■ Passage provided
Allegation of Top Gov’t Officials’ Refusal to Abide by Coronavirus Precautionary Protocol Created Vacuum for Virus to Enter Liberia
Monrovia – On Monday, March 16, the government of Liberia announced the country’s first confirmed Coronavirus case with health officials telling reporters that the patient slip through the precautionary observation system.
The patient, who was later identified as Mr. Nathaniel Blama, is the Executive Director of the Environmental Protection Agency. He recently returned from Switzerland, a country that currently has 2,217 cases and has recorded 14 deaths, according to the World Health Organization.
Before the confirmed case, the government had announced that travellers returning from any country with 200 cases will be subjected to 14 days of precautionary observation.
But addressing a press conference at the head office of the National Public Health Institute on Monday, Health Minister Whelmina Jallah said Mr. Blama refused to be kept in isolation when he returned to the country.
“The case was brought in by a Liberian male who came in and unfortunately for us [and] he kind of slip through our surveillance system by his own choosing,” said Dr. Jallah as she tried to avoid disclosing the name of the patient.
“But at least we have found him out and we are able to make the diagnoses and we are moving to do what we need to do to make sure that it does not spread to the rest of the public.”
Dr. Jallah also refuted claims that the health authority allowed Mr. Blama to elude the precautionary isolation process.
“We did not give him the go-ahead,” she said in response to a question that whether the patient was given preferential treatment by health workers at the airport.
“Even when you passed a restriction that ‘nobody should pass through the VIP’, maybe somebody will slip through the crack and we have been fighting against that for the longest time but it’s quite unfortunate that he was able to pass without us detecting him.”
President George Weah also mentioned during his address to the nation on Monday about the only case so far that the patient “chooses not to be quarantined”, a move that some say was in violation of the protocol.
The EPA boss’ alleged refusal to go under precautionary isolation validates previous speculations that several government officials returning from foreign trips were rejecting the protocol although several others – mostly non-government officials – were subjected to the compulsory observation.
There are also concerns that Montserrado County’s district representative Dixon Seboe, who recently returned from Spain, refused to be put under precautionary observation upon his return.
With a confirmed case now in the country, the head of NPHIL Dr. Mosoka Fallah told reporters that the lawmaker only recently agreed to be observed and tested.
“No system is full proof; there were cracks – we had over 240 persons that we took [under quarantine] and it cost the government so much money to keep them in precautionary observation center and we were convinced that no matter how the system is, there will be the possibility of cracks,” Dr. Fallah said.
Meanwhile, Liberia’s health authority says while it has been working to prevent the virus from the country it had considered plans to “manage a case in case it happens”.
And Dr. Fallah told reporters that the “second most important” process is tracing people who the patient might have come in contact with. He also disclosed that there are health workers already trained to conduct contact tracing.

■ Information provided
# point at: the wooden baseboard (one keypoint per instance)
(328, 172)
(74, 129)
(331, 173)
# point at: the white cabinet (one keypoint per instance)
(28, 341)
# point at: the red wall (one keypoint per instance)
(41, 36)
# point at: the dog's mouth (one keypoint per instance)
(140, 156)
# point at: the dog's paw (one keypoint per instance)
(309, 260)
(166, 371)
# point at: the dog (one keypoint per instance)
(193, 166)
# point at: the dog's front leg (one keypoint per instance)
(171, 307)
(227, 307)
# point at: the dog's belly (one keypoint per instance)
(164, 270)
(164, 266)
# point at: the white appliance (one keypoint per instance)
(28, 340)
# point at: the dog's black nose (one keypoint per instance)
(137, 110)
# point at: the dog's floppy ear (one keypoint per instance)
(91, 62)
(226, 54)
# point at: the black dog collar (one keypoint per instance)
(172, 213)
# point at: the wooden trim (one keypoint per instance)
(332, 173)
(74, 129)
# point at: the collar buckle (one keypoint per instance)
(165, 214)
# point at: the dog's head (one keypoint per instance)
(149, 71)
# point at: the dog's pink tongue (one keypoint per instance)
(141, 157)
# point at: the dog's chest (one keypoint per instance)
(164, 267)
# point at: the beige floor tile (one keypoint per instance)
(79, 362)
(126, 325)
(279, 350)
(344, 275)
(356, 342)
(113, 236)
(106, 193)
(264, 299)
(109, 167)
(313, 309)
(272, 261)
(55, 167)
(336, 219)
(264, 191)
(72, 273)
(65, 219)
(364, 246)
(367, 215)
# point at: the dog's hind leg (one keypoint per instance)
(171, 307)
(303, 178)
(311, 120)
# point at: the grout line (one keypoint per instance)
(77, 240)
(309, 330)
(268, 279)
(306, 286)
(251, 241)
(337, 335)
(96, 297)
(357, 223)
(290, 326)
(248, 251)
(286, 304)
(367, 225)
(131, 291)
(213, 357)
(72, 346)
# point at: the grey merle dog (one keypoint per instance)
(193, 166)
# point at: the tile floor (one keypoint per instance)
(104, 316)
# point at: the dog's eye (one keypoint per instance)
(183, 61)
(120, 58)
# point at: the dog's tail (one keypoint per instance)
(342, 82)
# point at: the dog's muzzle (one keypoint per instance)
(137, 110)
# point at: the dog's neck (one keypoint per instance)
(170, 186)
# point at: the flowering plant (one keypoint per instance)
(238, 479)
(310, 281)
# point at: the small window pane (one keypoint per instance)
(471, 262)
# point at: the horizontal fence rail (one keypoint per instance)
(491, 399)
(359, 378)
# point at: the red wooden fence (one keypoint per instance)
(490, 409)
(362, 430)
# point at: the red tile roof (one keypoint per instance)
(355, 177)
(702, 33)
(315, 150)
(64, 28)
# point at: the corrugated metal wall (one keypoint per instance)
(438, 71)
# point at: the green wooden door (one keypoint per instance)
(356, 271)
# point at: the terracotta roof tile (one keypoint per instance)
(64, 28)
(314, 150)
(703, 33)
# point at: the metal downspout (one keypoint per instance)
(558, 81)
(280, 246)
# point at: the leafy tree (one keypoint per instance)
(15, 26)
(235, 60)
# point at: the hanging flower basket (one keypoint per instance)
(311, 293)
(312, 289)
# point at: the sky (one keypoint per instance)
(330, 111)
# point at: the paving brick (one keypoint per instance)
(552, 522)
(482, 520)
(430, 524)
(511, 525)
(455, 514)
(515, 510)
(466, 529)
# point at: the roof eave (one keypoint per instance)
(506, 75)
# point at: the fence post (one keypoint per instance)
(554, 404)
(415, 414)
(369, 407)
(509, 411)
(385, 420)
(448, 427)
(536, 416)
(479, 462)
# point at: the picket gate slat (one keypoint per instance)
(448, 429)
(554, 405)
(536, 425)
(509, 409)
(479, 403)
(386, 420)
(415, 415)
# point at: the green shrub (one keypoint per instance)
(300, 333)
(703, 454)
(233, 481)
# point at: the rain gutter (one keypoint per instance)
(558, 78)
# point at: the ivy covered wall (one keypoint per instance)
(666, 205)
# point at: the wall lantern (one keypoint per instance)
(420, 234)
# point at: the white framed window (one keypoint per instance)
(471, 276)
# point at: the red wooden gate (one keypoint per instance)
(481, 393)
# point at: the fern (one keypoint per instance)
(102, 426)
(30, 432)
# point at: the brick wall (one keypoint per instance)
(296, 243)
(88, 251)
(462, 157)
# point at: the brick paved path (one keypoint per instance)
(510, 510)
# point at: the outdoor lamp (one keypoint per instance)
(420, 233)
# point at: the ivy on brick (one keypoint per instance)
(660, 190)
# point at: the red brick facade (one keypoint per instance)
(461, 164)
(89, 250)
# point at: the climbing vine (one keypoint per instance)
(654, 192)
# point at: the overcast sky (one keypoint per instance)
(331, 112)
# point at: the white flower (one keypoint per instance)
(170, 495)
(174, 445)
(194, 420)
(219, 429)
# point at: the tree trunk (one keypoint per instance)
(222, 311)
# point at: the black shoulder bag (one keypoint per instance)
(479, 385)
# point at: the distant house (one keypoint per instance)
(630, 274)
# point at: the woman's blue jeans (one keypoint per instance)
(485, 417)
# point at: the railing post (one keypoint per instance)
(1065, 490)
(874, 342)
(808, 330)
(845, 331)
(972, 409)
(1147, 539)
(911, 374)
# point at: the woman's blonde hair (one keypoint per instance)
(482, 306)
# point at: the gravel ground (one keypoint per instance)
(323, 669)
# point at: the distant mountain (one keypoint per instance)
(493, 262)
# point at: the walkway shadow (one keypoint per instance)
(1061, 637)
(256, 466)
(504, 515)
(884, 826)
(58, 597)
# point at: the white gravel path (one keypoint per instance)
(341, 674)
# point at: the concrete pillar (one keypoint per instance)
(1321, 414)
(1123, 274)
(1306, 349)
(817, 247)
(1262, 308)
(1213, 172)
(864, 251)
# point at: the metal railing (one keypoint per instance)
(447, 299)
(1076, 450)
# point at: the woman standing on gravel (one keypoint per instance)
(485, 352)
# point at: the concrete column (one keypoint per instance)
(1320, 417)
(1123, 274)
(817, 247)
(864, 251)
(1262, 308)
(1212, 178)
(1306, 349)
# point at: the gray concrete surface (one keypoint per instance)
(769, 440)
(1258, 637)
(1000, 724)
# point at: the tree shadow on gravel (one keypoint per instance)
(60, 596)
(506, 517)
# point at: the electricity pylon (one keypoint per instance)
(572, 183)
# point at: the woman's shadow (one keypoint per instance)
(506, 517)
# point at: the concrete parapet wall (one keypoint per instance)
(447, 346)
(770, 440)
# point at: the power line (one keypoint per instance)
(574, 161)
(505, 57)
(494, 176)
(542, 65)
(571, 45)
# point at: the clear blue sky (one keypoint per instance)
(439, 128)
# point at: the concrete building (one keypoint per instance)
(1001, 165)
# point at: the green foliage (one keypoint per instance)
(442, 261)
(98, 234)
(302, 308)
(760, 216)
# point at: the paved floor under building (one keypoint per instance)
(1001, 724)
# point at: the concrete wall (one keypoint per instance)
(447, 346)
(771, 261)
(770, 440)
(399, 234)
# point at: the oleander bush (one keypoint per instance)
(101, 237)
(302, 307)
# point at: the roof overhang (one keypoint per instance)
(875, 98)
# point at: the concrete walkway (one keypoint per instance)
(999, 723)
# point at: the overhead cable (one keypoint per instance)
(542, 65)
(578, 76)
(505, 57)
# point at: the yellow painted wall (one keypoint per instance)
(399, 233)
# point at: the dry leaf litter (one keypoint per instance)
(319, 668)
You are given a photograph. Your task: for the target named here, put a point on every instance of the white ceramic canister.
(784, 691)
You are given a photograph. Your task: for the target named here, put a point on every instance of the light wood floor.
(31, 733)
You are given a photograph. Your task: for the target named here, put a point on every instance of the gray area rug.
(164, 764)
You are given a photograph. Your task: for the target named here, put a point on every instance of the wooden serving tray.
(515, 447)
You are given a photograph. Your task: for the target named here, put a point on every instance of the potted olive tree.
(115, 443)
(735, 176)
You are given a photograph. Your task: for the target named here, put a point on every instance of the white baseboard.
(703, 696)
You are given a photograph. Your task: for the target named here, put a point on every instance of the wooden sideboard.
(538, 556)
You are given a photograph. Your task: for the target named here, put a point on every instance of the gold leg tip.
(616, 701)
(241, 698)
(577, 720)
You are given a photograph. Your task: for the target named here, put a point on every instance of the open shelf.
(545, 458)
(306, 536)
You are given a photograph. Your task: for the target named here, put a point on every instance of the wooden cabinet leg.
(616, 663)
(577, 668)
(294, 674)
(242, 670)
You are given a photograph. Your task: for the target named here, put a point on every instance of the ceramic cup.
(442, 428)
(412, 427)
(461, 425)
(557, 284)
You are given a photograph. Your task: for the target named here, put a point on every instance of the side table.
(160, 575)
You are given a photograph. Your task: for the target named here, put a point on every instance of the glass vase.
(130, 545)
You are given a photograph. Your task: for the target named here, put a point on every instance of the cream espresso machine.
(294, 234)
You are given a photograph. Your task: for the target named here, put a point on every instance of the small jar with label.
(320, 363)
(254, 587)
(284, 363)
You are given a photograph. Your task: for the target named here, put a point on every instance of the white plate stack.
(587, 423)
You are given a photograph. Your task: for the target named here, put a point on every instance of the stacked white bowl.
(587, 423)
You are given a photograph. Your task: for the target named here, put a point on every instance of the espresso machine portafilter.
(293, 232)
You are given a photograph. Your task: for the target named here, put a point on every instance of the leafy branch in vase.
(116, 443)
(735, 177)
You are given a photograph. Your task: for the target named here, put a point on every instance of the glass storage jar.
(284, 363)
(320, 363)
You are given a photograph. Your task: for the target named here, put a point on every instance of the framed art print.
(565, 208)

■ Task directions
Continue the news report on Liberia's first confirmed coronavirus case from the point where it stops.

■ Response to the task
“The next thing we have planned to initiate was active case detection at health facility for fever, cough and cold – that will spread our net, just in case there are potential contacts,” he said.
“No system is full proof; there were cracks – we had over 240 persons that we took [under quarantine] and it cost the government so much money to keep them in precautionary observation center and we were convinced that no matter how the system is, there will be the possibility of cracks.”Dr. Mosoka Fallah, Executive Director, National Public Health Institute of Liberia
He called on the public to give health workers information about “anybody that may have slipped through the crack” after returning from a country that has more than 200 cases of the COVID-19.
There will be an “enhance screening with a special task force” at the country’s airport, he said.
Earlier, President Weah has announced several new measures to deal with the outbreak in the country.
President Weah described the virus as the “greatest threat to the wellbeing of the people of Liberia since the Ebola epidemic” which strained the country’s health sector and killed almost 5,000 people.
He stressed that anyone refusing to be subjected to screening at the ports of entry will be “arrested and taken into compulsory quarantine”.
“I want to assure the Liberian people that the situation is under professional management by the health authorities, who have adequately prepared themselves well in advance for this eventuality,” Mr. Weah said as he tried to allay fears of panic within the public.
“All of you should remain calm and report any suspicious medical behavior to the authority for our own safety.”
He emphasized the need for Liberians to take hygiene seriously and adapt to frequent washing of hands.
President Weah then postponed his planned “national count tour” and at the same time banned all flights from countries with over 200 Coronavirus cases and “non-essential travel” by all officials of government.
He also announced that non-essential civil servants be granted a “pay-leave until further notice” adding that the Civil Service Agency will determine those in said category.
“All citizens and residents are urged to avoid public gathering and large crowds – try to keep a minimum social distance of at least 6 feet from people with fever, cough, sneezing and difficulty in breathing,” said President Weah.